# [TRECHO PARA LEITURA]
•••••
OS CRISTÃOS E A CULTURA
Rev. Augustus
Nicodemus Lopes
O relacionamento
dos cristãos com a cultura na qual estão inseridos sempre representou um grande
desafio para eles. Opções como amoldar-se, rejeitar a cultura, idolatrá-la ou
tentar redimi-la têm encontrado adeptos em todo lugar e época. Em nosso país, com
uma cultura tão rica, variada e envolvente, o desafio parece ainda maior nos
dias atuais.
Existem muitas
definições disponíveis e parecidas de cultura. No geral, define-se como o
conjunto de valores, crenças e práticas de uma sociedade em particular, que
inclui artes, religião, ética, costumes, maneira de ser, divertir-se,
organizar-se, etc.
Os cristãos
acrescentam um item a mais a qualquer definição de cultura, que é a sua
contaminação. Não existe cultura neutra, isenta, pura e inocente.
Ela reflete a situação moral e espiritual das pessoas que a compõem, ou seja,
uma mistura de coisas boas decorrentes da imagem de Deus no ser humano e da
graça comum, e coisas pecaminosas resultantes da depravação e corrupção do
coração humano. Toda cultura, portanto, por mais civilizada que seja, traz
valores pecaminosos, crenças equivocadas, práticas iníquas que se refletem na
arte, música, literatura, cinema, religiões, costumes e tudo mais que a compõe.
Não é de se
estranhar, portanto, que aqueles cristãos que levam a Bíblia a sério sempre
tiveram uma atitude, no mínimo, cautelosa em relação à cultura, por perceberem
nela traços da corrupção humana - ou seja, do mundo.
Ao mesmo tempo em
que a Bíblia define o mundo de maneira negativa, ela admite que existem coisas
boas na sociedade em decorrência do homem ainda manter a imagem de Deus – em
que pese a Queda – e em decorrência de Deus agir na humanidade em geral de
maneira graciosa. Deus concede às pessoas, sendo elas cristãs ou não, capacidade,
habilidades, perspicácia, criatividade, talentos naturais para as artes em
geral, para a música – enfim, aquilo que chamamos de graça comum. É
interessante que os primeiros instrumentos musicais mencionados na Bíblia
aparecem no contexto da descendência de Caim (Gênesis 4:21) bem como os
primeiros ferreiros (4:22) e fazedores de tendas (4:20). Paulo conhecia e citou
vários autores da sua época, que certamente não eram cristãos (Epimênides, Tt
1:12; Menander, 1Cor 15:32; Aratus, Acts 17:28). Jesus participou de festas de
casamento (João 2) e Paulo não desencorajou os crentes de Corinto a participar
de refeições com seus amigos pagãos, a não ser em alguns casos de consciência
(1Co 10:27-28).
Portanto, a grande
questão sempre foi aquela do limite – onde eu risco a linha de separação? Até
que ponto os cristãos podem desfrutar deste mundo, até onde podem se amoldar à
cultura deste mundo e fazer parte dela?
•••••
# [DADOS FORNECIDOS]

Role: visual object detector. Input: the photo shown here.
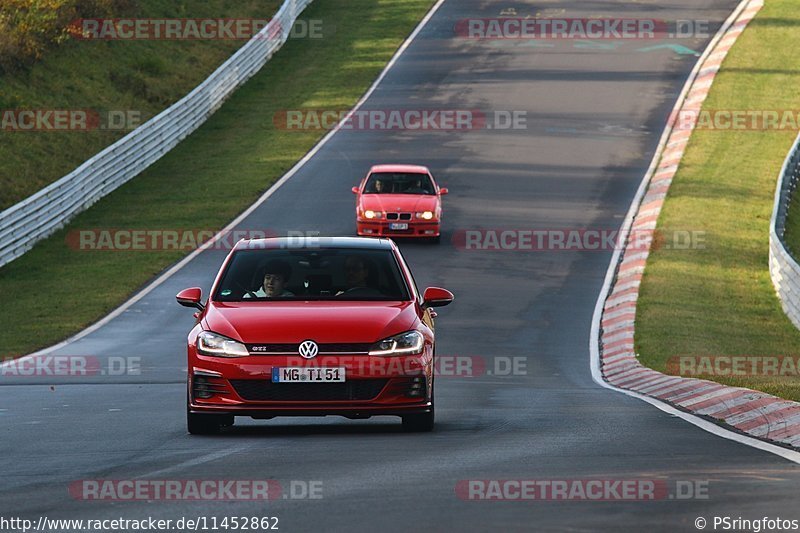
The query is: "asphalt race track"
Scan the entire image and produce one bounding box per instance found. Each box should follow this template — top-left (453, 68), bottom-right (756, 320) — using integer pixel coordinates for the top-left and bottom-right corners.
•••••
# [TAREFAS DO EXERCÍCIO]
1 - Reescreva o trecho para leitura, tudo desde "OS CRISTÃOS E" até "dias atuais.", e troque "desafio" por "dilema".
2 - Segundo o trecho para leitura, em que contexto aparecem os primeiros instrumentos musicais mencionados na Bíblia?

# [RESPOSTAS]
1 -
OS CRISTÃOS E A CULTURA
Rev. Augustus
Nicodemus Lopes
O relacionamento
dos cristãos com a cultura na qual estão inseridos sempre representou um grande
dilema para eles. Opções como amoldar-se, rejeitar a cultura, idolatrá-la ou
tentar redimi-la têm encontrado adeptos em todo lugar e época. Em nosso país, com
uma cultura tão rica, variada e envolvente, o dilema parece ainda maior nos
dias atuais.

2 - No contexto da descendência de Caim (Gênesis 4:21).